WHAT TO DO |
Write out every entry precisely as given, leaving the pictures out.

* Start DATA LISTING *

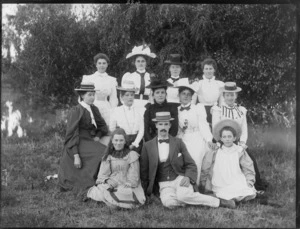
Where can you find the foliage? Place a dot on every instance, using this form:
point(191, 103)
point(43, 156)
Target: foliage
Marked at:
point(253, 45)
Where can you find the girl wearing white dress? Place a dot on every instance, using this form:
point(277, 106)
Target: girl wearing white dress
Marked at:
point(140, 77)
point(128, 117)
point(106, 96)
point(228, 172)
point(193, 127)
point(176, 63)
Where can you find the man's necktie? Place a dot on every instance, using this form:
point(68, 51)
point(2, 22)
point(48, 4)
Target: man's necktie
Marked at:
point(142, 89)
point(174, 80)
point(163, 140)
point(185, 108)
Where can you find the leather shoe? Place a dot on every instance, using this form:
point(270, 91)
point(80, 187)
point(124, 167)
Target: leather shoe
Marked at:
point(227, 203)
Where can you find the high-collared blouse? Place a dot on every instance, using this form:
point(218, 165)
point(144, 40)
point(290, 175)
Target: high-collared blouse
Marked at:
point(106, 85)
point(130, 119)
point(172, 92)
point(194, 120)
point(208, 91)
point(237, 113)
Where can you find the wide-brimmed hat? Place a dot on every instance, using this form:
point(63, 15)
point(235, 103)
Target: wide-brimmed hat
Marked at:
point(176, 59)
point(127, 85)
point(230, 87)
point(226, 122)
point(86, 86)
point(157, 82)
point(143, 50)
point(162, 117)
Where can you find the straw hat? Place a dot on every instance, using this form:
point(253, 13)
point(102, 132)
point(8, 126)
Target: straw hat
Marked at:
point(162, 117)
point(127, 85)
point(86, 86)
point(176, 59)
point(226, 122)
point(230, 87)
point(143, 50)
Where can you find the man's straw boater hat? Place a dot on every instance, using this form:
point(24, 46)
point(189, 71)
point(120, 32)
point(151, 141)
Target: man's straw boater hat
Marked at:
point(226, 122)
point(127, 85)
point(143, 50)
point(176, 59)
point(162, 117)
point(86, 86)
point(230, 87)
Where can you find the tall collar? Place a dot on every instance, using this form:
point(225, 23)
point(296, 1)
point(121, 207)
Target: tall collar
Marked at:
point(101, 74)
point(139, 71)
point(209, 80)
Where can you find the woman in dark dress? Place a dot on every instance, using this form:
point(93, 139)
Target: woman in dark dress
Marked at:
point(83, 151)
point(159, 91)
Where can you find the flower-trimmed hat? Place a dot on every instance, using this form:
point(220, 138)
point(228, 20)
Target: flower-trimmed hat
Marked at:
point(162, 117)
point(127, 85)
point(143, 50)
point(86, 86)
point(226, 122)
point(157, 82)
point(230, 87)
point(176, 59)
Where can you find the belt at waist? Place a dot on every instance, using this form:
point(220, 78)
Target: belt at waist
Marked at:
point(140, 96)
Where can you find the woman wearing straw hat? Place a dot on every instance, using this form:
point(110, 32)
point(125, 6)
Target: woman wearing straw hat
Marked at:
point(118, 183)
point(128, 117)
point(106, 94)
point(160, 104)
point(140, 55)
point(176, 63)
point(228, 171)
point(230, 110)
point(193, 127)
point(82, 148)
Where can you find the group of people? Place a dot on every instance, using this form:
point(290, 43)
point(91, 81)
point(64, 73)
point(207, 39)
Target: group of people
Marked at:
point(183, 142)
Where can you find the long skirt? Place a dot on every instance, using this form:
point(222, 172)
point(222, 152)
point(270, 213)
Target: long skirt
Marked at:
point(197, 148)
point(72, 178)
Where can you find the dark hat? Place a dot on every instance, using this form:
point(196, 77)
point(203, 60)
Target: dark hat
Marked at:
point(86, 86)
point(230, 87)
point(226, 122)
point(157, 82)
point(176, 59)
point(162, 117)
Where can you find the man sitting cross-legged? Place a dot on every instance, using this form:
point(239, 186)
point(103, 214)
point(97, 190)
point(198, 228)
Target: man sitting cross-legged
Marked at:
point(165, 160)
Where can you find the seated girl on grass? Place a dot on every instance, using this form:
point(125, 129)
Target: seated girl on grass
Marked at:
point(228, 172)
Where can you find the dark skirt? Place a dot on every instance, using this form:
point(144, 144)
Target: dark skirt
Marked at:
point(71, 178)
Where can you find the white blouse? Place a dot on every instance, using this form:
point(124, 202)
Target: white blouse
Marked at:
point(237, 113)
point(130, 119)
point(106, 85)
point(195, 120)
point(208, 91)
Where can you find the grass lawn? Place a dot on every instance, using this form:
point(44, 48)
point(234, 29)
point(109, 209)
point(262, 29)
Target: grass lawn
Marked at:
point(29, 201)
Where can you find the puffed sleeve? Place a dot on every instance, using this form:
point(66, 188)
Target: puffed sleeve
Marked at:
point(133, 173)
point(104, 171)
point(174, 114)
point(247, 166)
point(147, 121)
point(244, 126)
point(72, 132)
point(102, 128)
point(141, 131)
point(113, 120)
point(113, 99)
point(203, 124)
point(216, 112)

* End DATA LISTING *

RESPONSE BELOW |
Where can you find the foliage? Place a dot on every instance, using this form:
point(191, 103)
point(43, 156)
Target: foliage
Marked at:
point(253, 45)
Where can you find the girl wearing white dress? Place a dot on every instance, using this form:
point(277, 106)
Target: girl wearing white dress
Marked at:
point(140, 77)
point(128, 117)
point(106, 96)
point(228, 172)
point(193, 127)
point(176, 63)
Where can you find the man's necktie? Place a dot on every instance, using this form:
point(68, 51)
point(2, 22)
point(48, 4)
Target: man's necktie
Marked at:
point(142, 89)
point(174, 80)
point(163, 140)
point(185, 108)
Where can you find the leather shoe? Place a dot on every instance, using this form:
point(270, 91)
point(80, 187)
point(124, 167)
Target: leather shoe
Marked at:
point(227, 203)
Where can you find the high-collared blouse? Place a dot on every instance, using this form:
point(218, 165)
point(144, 40)
point(290, 175)
Target: high-collared blouse
Marked at:
point(106, 85)
point(130, 119)
point(172, 92)
point(194, 120)
point(208, 91)
point(237, 113)
Where can you find the wide-brimmed hat? Place a dot on every instance, using this form:
point(63, 15)
point(235, 103)
Target: wide-brimmed hat
Marked at:
point(176, 59)
point(127, 85)
point(230, 87)
point(226, 122)
point(86, 86)
point(157, 82)
point(143, 50)
point(162, 117)
Where can you find the straw hat? Place a dot on every instance, using this form:
point(253, 13)
point(102, 132)
point(8, 126)
Target: straw hat
Marked at:
point(162, 117)
point(127, 85)
point(86, 86)
point(176, 59)
point(226, 122)
point(230, 87)
point(143, 50)
Where can you find the man's straw boater hat? Place a dot on every instance, using this form:
point(24, 46)
point(189, 71)
point(120, 32)
point(151, 141)
Target: man's straw boater hat
Marked at:
point(226, 122)
point(127, 85)
point(143, 50)
point(176, 59)
point(162, 117)
point(86, 86)
point(230, 87)
Where can you find the tall collar? Place a dot on every instance, using this form:
point(225, 23)
point(296, 1)
point(121, 207)
Target: tall collar
Marked at:
point(101, 74)
point(139, 71)
point(209, 80)
Where can you find the woman in dark dress? Place a dot on every instance, using this form:
point(93, 139)
Target: woman in dark dress
Marked at:
point(83, 151)
point(159, 91)
Where can you find the flower-trimmed hat? Place a dot on every instance, using this form:
point(220, 138)
point(228, 20)
Target: flower-trimmed hat
Marked at:
point(162, 117)
point(127, 85)
point(143, 50)
point(86, 86)
point(226, 122)
point(157, 82)
point(230, 87)
point(176, 59)
Where can you find the belt at waist? Place a dot on every instance, using this form:
point(220, 78)
Target: belt at waist
Marked at:
point(140, 96)
Where can you find the woman wearing straw hat? Place a dot on every instance, using this form:
point(110, 32)
point(125, 6)
Target: woman wearing straw hat
Marked at:
point(118, 183)
point(128, 117)
point(106, 94)
point(160, 104)
point(140, 55)
point(176, 63)
point(228, 171)
point(230, 110)
point(193, 127)
point(82, 148)
Where can you find the group of people? Place a dot on every instance, using this form:
point(290, 43)
point(91, 81)
point(64, 73)
point(207, 39)
Target: group of people
Marked at:
point(183, 142)
Where can you find the long skirt? Place a dot on every instance, using this form:
point(222, 172)
point(222, 152)
point(270, 213)
Target: long skirt
Marked at:
point(197, 148)
point(72, 178)
Where can you find the dark hat? Place a dot on every instance, using this form:
point(196, 77)
point(203, 60)
Target: dark hat
Marked at:
point(86, 86)
point(230, 87)
point(226, 122)
point(157, 82)
point(176, 59)
point(162, 117)
Where can you find the man sitting cross-legged? Place a dot on every instance, using this form:
point(239, 186)
point(103, 214)
point(97, 190)
point(198, 228)
Target: man sitting cross-legged
Marked at:
point(165, 160)
Where can you find the seated girl on grass? Place a dot on every instance, using this form:
point(125, 129)
Target: seated girl on grass
Marked at:
point(228, 172)
Where can you find the dark skirt? Place a dot on every instance, using this form:
point(144, 144)
Target: dark skirt
Marked at:
point(71, 178)
Where can you find the white blouse? Place a dot on every instance, using this form:
point(124, 202)
Target: white blouse
Marked at:
point(237, 113)
point(130, 119)
point(106, 85)
point(195, 120)
point(208, 91)
Where can you find the grass lawn? Place a dot on every instance, using this form:
point(44, 48)
point(234, 29)
point(109, 209)
point(262, 29)
Target: grass lawn
Marked at:
point(29, 201)
Where can you find the puffed sleeve? Place a dot on every instance, using this form:
point(66, 188)
Target: puffed sleeve
Marked at:
point(133, 173)
point(104, 171)
point(174, 114)
point(247, 166)
point(147, 121)
point(244, 126)
point(72, 132)
point(102, 128)
point(141, 131)
point(113, 120)
point(113, 99)
point(203, 124)
point(216, 112)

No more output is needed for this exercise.